→ **Written instruction**
Copy out the stretch of data from the start through the line that contains "[123,117,234,311]", with every line kept and every bounding-box coordinate scaled by 2 and rounded to a whole number, halves up. Leave all other text unchanged.

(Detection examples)
════════
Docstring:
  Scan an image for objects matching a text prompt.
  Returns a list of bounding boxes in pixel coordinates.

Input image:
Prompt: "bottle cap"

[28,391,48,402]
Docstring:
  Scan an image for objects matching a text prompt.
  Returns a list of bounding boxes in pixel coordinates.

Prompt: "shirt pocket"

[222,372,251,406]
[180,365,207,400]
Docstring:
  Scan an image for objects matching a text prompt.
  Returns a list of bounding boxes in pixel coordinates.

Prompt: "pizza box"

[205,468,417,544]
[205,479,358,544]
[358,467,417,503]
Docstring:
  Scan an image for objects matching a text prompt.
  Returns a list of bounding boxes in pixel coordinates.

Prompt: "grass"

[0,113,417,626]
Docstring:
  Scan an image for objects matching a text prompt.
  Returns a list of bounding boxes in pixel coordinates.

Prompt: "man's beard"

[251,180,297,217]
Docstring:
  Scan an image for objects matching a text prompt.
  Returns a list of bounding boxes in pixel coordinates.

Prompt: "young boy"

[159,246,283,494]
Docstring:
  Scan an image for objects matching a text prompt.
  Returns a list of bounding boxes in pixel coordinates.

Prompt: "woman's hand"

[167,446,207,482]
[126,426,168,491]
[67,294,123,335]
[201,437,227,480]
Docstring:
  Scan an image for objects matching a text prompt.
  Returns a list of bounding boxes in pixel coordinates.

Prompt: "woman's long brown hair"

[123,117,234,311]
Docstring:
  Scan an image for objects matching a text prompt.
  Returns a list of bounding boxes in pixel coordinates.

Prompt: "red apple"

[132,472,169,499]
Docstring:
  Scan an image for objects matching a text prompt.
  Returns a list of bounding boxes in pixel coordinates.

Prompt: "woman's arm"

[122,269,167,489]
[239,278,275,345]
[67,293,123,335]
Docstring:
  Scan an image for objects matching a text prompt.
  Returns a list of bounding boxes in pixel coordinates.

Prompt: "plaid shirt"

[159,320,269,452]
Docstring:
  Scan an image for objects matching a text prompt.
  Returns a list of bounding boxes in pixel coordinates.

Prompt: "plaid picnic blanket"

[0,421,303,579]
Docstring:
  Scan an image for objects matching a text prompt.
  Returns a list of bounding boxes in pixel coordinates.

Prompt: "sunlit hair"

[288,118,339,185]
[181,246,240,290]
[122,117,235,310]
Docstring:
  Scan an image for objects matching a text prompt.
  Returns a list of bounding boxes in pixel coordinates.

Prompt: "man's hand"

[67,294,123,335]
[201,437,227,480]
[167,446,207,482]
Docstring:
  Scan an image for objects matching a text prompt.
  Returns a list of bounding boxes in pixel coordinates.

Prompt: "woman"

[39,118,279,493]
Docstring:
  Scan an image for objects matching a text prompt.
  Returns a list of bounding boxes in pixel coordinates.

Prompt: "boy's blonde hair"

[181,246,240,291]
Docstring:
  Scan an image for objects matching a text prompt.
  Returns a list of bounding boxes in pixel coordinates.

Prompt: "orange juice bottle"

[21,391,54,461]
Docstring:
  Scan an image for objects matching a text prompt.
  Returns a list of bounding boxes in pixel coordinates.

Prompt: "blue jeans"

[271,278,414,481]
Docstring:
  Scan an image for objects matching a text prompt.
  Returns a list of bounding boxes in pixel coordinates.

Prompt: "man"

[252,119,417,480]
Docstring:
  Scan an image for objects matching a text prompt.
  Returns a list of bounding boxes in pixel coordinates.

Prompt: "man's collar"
════════
→ **Problem solution**
Docstring:
  Scan an image for objects matching a text prompt.
  Returns a list of bounding boxes in pixel coordinates.

Input image:
Prompt: "bottle cap"

[56,782,96,804]
Docstring:
  Scan an image for objects matching a text prompt.
  Returns a list of bounding boxes in pixel coordinates.

Prompt: "shirt pocket"

[444,744,502,812]
[360,730,414,800]
Docstring:
  Scan an image for objects matching a text prompt.
  Returns a list of bounding boxes in pixel coordinates.

Prompt: "pizza box"

[410,936,834,1088]
[410,958,716,1088]
[716,934,834,1006]
Docstring:
  Scan an image for objects matching a text prompt.
  Returns a list of bounding boxes in pixel coordinates.

Prompt: "grass"

[0,226,834,1252]
Docstring:
  Scan an image for objects matching a text prompt.
  Returns a list of bounding boxes in pixel coordinates.

Prompt: "man's beard"

[502,360,594,434]
Docstring:
  Scan an image for objects matching a text prompt.
  Returns a list of bounding boxes in pixel coordinates.

Prompt: "young boy"

[318,492,566,988]
Docstring:
  Scan an image for objects matching a text prompt.
  Returns a list of bounding boxes in pixel coordinates.

Prompt: "woman's hand"

[334,892,414,964]
[252,852,336,982]
[134,588,246,670]
[402,874,454,960]
Docstring:
  Scan an image for objects matching a text prompt.
  Returns a list of bounding boxes in pixel coordinates.

Prompt: "woman's long brown hair"

[246,234,468,622]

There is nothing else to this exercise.